Phrase grounding data:
▬▬▬▬▬▬

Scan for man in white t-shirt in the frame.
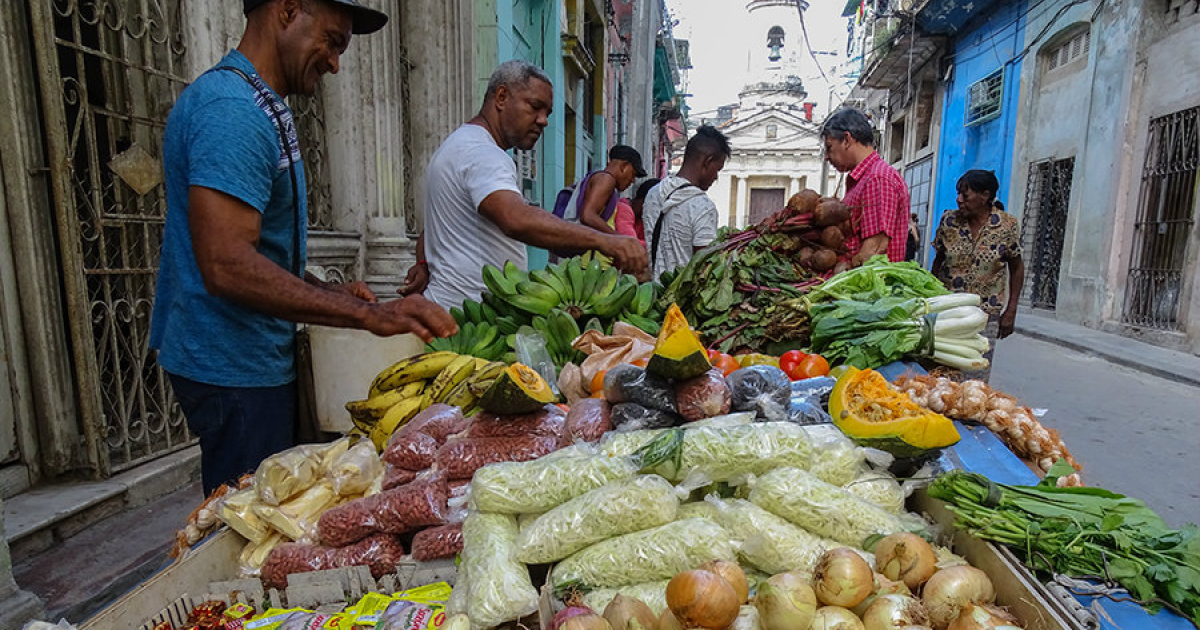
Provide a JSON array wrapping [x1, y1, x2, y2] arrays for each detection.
[[400, 60, 648, 308], [642, 125, 731, 279]]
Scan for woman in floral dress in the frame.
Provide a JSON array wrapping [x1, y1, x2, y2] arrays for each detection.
[[931, 170, 1025, 382]]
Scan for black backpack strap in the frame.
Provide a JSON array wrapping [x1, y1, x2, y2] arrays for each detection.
[[649, 182, 698, 268], [215, 66, 303, 278]]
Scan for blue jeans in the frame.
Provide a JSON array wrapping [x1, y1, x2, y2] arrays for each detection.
[[169, 374, 296, 496]]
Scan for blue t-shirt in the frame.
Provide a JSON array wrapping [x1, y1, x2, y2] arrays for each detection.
[[150, 50, 308, 387]]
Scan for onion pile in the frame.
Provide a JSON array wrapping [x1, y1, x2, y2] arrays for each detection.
[[922, 566, 996, 629], [875, 534, 939, 590], [811, 606, 866, 630], [603, 595, 657, 630], [667, 569, 741, 630], [755, 572, 818, 630], [946, 604, 1021, 630], [813, 548, 875, 608], [699, 560, 750, 604], [861, 594, 928, 630]]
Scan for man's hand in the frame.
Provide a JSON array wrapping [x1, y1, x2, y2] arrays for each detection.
[[998, 309, 1016, 339], [851, 234, 891, 266], [361, 294, 457, 342], [399, 263, 430, 296], [600, 234, 650, 281], [338, 281, 377, 303]]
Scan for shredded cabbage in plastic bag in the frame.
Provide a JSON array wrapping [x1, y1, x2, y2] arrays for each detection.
[[675, 500, 721, 521], [446, 561, 468, 616], [517, 511, 543, 534], [550, 518, 736, 593], [748, 467, 925, 548], [842, 471, 906, 514], [468, 454, 639, 514], [806, 441, 870, 487], [460, 513, 538, 630], [581, 580, 671, 616], [672, 423, 819, 482], [684, 411, 756, 429], [599, 429, 667, 458], [515, 475, 678, 564], [707, 497, 835, 577]]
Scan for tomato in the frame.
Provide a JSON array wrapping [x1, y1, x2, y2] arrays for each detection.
[[797, 354, 831, 379], [707, 348, 723, 362], [713, 353, 741, 376], [779, 350, 810, 380], [589, 370, 607, 394]]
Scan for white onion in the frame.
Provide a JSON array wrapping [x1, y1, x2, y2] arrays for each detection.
[[755, 572, 818, 630], [874, 533, 938, 590], [810, 606, 865, 630], [946, 603, 1022, 630], [921, 566, 996, 629], [813, 548, 875, 608], [862, 594, 928, 630]]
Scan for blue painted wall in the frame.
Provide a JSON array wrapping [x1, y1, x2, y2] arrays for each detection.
[[931, 1, 1027, 234]]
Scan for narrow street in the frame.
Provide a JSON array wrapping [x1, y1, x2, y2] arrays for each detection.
[[991, 334, 1200, 528]]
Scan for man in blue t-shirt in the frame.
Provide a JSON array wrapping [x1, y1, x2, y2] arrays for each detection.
[[151, 0, 455, 495]]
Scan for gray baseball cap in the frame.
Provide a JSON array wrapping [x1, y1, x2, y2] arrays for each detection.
[[243, 0, 388, 35]]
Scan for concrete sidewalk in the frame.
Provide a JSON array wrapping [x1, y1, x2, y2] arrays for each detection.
[[1014, 308, 1200, 388]]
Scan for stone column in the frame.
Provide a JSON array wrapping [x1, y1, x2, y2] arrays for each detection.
[[736, 176, 748, 228], [0, 497, 45, 628], [789, 177, 800, 197]]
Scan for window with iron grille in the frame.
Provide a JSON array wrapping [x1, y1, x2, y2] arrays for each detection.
[[1121, 106, 1199, 331], [1020, 158, 1075, 310], [1046, 29, 1090, 71], [965, 69, 1004, 126]]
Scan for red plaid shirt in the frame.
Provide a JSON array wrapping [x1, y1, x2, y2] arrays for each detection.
[[841, 151, 910, 262]]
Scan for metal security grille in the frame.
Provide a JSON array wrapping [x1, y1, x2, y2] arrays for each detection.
[[291, 94, 335, 231], [1122, 107, 1199, 331], [1021, 158, 1074, 310], [965, 69, 1004, 126], [29, 0, 194, 473]]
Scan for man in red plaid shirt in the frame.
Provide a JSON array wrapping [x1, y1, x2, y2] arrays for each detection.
[[821, 108, 910, 264]]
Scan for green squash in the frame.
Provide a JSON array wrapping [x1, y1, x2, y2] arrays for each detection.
[[646, 303, 711, 381], [479, 363, 557, 414]]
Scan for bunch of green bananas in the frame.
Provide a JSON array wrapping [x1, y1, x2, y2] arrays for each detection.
[[527, 309, 587, 367], [482, 257, 639, 321], [344, 352, 506, 448], [426, 320, 512, 362]]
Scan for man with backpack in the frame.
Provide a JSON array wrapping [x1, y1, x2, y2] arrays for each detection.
[[642, 125, 730, 279], [553, 145, 647, 233]]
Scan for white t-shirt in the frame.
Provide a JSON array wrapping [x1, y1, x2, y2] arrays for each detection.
[[424, 124, 526, 309], [641, 176, 718, 279]]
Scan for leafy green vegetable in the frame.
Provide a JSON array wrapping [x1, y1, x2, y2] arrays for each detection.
[[514, 475, 679, 564], [805, 255, 948, 304], [929, 468, 1200, 627], [460, 513, 538, 628], [469, 454, 639, 514], [550, 517, 737, 593], [709, 497, 837, 576], [749, 466, 927, 547]]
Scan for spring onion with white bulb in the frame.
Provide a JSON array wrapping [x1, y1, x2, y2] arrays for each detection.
[[809, 293, 991, 370]]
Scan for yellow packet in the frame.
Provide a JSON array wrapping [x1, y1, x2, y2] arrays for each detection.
[[395, 582, 452, 604], [349, 592, 396, 626], [244, 607, 313, 630]]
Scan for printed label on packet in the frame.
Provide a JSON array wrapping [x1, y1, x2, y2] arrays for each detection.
[[349, 592, 396, 625], [244, 607, 313, 630], [393, 582, 452, 604]]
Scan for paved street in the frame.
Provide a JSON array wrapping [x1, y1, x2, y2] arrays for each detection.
[[991, 334, 1200, 528]]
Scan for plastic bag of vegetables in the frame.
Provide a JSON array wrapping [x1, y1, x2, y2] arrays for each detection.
[[514, 475, 679, 564], [707, 497, 836, 577], [468, 453, 638, 514], [666, 422, 828, 485], [460, 513, 538, 629], [470, 430, 682, 514], [749, 467, 926, 548], [550, 518, 737, 594], [842, 470, 906, 514], [581, 581, 671, 616]]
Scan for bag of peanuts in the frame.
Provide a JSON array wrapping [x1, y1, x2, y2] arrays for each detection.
[[410, 523, 465, 561], [260, 533, 405, 589], [383, 405, 469, 472], [563, 398, 613, 443], [401, 404, 469, 442], [317, 471, 449, 547], [435, 435, 560, 480], [382, 463, 418, 491], [462, 405, 566, 440]]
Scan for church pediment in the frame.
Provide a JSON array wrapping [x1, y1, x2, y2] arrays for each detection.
[[722, 108, 823, 152]]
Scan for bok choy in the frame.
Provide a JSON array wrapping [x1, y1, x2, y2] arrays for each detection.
[[809, 293, 990, 370]]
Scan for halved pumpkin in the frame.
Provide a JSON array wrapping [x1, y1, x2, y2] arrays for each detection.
[[646, 303, 711, 381], [479, 363, 557, 414], [829, 367, 960, 458]]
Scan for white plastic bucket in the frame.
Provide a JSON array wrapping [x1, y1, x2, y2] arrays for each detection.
[[306, 326, 426, 433]]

▬▬▬▬▬▬

What is required – Whenever the string "plaid" turns up in a line of the data, copy that line.

Solution for this exercise –
Scan for red plaid shirt in the frame.
Scan for man in red plaid shirt in the frame.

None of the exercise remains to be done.